** Exercise instructions **
Reproduce only the lines from the line containing "One marker serves each instance of the damaged" to the end of the entries below, including both of those lines.
* BEGIN Data *
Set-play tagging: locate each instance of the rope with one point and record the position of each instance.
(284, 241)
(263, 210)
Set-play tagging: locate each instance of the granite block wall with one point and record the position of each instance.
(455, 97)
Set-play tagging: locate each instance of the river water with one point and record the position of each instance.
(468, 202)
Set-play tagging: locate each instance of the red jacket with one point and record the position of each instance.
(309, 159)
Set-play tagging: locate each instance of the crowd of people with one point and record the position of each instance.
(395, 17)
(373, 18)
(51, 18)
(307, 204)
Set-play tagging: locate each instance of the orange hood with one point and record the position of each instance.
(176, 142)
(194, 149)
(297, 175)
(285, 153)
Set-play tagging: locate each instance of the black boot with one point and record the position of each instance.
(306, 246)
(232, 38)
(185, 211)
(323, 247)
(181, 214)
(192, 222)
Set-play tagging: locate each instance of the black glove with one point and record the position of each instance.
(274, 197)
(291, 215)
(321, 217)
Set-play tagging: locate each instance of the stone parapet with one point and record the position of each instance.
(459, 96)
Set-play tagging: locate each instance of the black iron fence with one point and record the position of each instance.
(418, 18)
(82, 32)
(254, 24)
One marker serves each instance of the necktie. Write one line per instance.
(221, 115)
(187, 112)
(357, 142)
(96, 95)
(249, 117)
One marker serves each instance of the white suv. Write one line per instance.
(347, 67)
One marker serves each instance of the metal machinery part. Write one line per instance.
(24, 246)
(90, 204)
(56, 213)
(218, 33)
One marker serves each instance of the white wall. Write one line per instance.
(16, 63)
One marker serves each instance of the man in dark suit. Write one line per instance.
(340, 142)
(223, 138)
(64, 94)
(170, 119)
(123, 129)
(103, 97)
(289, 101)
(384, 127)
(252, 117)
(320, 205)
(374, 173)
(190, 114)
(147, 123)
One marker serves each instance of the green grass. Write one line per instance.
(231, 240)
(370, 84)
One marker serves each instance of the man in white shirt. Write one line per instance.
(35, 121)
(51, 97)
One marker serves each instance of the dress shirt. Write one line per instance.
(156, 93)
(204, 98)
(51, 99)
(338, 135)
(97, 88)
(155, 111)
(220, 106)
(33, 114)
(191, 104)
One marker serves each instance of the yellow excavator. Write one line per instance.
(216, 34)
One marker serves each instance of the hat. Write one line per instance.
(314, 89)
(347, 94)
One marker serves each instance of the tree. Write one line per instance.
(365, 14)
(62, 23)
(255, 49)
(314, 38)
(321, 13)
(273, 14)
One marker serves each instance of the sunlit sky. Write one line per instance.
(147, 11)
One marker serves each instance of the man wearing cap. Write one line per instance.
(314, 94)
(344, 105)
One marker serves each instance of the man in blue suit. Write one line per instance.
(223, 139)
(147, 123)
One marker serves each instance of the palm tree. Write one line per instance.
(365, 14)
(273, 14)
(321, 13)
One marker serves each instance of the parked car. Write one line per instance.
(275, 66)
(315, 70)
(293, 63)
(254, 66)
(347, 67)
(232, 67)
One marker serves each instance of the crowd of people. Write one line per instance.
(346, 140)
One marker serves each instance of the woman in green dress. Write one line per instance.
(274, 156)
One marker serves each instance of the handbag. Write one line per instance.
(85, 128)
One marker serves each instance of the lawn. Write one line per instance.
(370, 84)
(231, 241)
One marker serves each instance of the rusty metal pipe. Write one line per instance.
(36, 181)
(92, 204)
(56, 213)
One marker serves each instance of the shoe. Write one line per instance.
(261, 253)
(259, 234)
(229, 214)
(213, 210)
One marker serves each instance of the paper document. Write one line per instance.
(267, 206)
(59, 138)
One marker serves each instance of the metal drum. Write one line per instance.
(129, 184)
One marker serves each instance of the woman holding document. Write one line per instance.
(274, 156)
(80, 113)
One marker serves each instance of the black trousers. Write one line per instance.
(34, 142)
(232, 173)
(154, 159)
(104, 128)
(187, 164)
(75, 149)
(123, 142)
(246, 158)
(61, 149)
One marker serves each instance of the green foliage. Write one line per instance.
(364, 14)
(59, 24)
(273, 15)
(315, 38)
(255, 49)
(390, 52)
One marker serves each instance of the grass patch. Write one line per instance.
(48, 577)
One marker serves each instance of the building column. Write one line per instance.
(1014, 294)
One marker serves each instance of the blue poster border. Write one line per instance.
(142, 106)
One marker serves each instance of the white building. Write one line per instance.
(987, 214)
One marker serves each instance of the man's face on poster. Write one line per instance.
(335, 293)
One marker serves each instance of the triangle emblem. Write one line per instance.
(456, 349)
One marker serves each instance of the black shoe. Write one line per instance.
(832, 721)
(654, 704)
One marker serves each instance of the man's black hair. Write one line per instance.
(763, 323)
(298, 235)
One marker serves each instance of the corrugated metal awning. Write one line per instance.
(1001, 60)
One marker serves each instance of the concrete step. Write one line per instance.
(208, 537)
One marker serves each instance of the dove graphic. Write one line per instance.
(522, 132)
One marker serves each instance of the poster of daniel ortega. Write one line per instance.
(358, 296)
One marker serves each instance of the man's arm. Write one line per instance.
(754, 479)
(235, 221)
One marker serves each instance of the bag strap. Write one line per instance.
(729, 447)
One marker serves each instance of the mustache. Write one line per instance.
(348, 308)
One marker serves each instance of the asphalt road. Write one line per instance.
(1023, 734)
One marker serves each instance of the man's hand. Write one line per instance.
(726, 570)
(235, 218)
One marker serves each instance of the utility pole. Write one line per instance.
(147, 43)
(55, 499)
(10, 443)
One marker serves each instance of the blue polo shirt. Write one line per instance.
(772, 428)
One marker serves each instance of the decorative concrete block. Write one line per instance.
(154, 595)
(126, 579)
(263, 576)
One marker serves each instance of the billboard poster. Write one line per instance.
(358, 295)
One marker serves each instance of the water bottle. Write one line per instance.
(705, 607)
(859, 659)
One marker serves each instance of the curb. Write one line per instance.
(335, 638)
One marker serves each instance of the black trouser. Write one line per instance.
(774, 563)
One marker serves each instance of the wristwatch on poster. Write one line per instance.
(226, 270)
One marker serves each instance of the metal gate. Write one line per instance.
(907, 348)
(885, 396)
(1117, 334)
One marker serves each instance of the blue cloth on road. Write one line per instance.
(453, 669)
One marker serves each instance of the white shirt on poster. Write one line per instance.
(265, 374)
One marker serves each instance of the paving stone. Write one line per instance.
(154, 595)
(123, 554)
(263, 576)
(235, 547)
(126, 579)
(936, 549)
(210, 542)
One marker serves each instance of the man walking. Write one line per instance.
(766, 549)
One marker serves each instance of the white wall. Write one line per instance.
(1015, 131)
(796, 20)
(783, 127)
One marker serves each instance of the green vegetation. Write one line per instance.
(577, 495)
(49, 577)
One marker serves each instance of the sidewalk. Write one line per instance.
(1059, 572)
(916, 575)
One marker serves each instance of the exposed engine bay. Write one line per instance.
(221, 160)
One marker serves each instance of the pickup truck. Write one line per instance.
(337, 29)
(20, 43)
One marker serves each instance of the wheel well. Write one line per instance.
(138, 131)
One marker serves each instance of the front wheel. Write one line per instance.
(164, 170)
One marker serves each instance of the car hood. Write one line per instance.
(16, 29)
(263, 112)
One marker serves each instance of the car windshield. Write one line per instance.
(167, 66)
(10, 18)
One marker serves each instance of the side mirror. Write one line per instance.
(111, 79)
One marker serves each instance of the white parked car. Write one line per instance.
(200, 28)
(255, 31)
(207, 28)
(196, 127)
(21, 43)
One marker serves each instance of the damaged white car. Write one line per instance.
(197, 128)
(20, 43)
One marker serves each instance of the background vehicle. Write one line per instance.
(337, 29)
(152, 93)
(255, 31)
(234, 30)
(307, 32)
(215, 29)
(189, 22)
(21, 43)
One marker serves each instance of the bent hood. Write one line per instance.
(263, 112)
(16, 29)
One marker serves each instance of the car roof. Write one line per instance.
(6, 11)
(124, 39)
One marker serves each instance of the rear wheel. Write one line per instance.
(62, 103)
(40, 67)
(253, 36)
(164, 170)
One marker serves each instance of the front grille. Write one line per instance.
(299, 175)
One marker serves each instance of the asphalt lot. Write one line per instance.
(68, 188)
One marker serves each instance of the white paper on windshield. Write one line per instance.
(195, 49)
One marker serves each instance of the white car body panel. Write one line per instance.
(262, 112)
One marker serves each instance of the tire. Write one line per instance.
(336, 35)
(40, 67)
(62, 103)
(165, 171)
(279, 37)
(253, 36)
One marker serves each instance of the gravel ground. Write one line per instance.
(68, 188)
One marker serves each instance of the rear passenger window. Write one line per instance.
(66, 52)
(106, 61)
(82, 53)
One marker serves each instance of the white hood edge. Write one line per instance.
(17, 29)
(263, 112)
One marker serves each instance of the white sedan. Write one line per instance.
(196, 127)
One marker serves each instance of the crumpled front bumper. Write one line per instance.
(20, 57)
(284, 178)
* END Data *
** Reply **
One marker serves each instance of the damaged white car. Write one line per instance.
(197, 128)
(20, 43)
One marker serves each instance of the background vehicle. Write one line per instance.
(337, 29)
(152, 93)
(255, 31)
(234, 30)
(307, 32)
(215, 29)
(189, 22)
(21, 43)
One marker serves each instance of the bent hood. Write one line per instance.
(263, 112)
(16, 29)
One marker serves each instance of the car roof. Write one line per instance.
(6, 11)
(124, 39)
One marker serves each instance of the rear wheel. Write one line per instance.
(62, 103)
(40, 67)
(253, 36)
(164, 170)
One marker serves each instance of the front grille. Write one line per instance.
(299, 175)
One marker serves each instance of the asphalt lot. Write one line per instance.
(68, 188)
One marker serves each instance of the white paper on windshield. Write one line per instance.
(195, 49)
One marker serves each instance of the white car body panel. Write one line per instance.
(262, 112)
One marker serves each instance of the tire. Write one line per instance.
(336, 35)
(40, 67)
(62, 103)
(165, 171)
(279, 37)
(253, 36)
One marker serves each instance of the gravel ground. Write one line per instance.
(68, 188)
One marker serves each instance of the rear passenger window. Write one line per instance.
(66, 52)
(106, 61)
(82, 53)
One marker serves each instance of the white hood edge. Write one line per instance.
(17, 29)
(263, 112)
One marker serves each instance of the white sedan. Write one line per instance.
(196, 127)
One marker serves each instance of the crumpled front bumper. Write one line per instance.
(20, 57)
(284, 178)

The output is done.